** start of RECORD EXCERPTS **
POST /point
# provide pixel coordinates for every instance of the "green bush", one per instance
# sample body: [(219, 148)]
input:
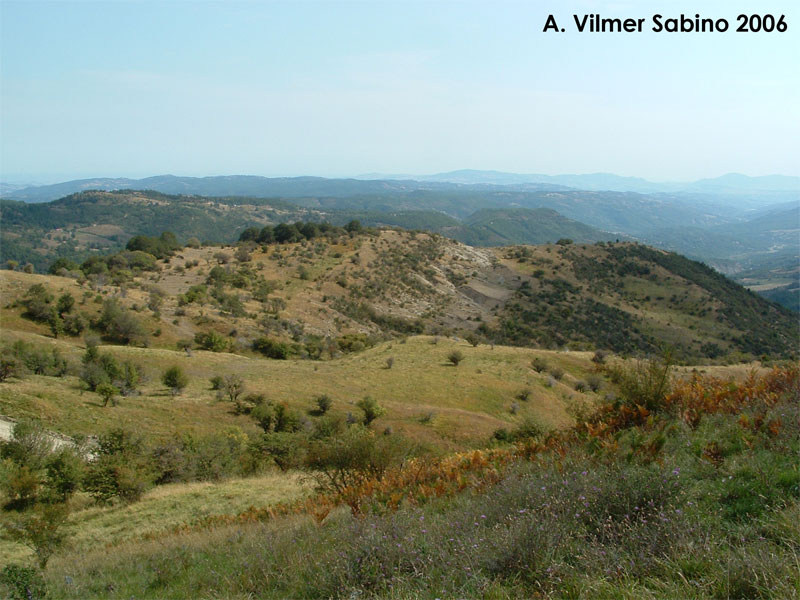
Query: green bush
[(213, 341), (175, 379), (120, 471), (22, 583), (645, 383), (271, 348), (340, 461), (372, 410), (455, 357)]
** end of RECORD EXCERPTS **
** start of RECORD EXCERPTS **
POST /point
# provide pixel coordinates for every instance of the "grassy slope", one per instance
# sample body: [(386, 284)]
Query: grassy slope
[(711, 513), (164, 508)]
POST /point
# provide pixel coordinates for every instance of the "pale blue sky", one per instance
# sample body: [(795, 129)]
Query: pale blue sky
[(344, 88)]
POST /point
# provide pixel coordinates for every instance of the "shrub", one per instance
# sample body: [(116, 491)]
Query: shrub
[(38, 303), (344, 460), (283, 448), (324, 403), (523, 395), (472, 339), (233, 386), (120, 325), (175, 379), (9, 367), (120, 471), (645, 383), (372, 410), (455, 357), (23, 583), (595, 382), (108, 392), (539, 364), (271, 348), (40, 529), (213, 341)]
** end of RECORD EXCERPTS **
** start of RECORD EXCERPTS **
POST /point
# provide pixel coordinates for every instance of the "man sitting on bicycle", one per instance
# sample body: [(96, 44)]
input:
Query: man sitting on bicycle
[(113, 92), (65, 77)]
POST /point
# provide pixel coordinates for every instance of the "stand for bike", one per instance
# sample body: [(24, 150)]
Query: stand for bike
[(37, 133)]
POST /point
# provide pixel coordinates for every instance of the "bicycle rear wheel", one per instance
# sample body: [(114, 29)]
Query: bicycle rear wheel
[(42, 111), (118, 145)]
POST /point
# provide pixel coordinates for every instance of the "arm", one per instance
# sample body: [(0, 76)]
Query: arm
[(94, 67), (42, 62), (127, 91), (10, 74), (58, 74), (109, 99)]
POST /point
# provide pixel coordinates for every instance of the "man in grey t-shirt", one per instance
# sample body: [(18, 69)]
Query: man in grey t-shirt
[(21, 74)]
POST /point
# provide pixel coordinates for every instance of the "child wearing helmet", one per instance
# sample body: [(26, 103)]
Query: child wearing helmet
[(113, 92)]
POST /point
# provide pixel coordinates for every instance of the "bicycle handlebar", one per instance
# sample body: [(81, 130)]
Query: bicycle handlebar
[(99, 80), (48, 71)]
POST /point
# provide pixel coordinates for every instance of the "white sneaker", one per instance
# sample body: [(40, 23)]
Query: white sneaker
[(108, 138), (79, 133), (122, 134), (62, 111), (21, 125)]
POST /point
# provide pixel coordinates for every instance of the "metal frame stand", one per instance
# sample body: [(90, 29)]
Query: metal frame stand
** end of RECORD EXCERPTS **
| YOUR OBJECTIVE |
Pull out every line of the material above that contains the string "shrub", treating uppercase and lowercase letters as different.

| WRITTEN REPLY |
# provide pixel coordinates for every instance of the "shrub", one per instance
Query: shrub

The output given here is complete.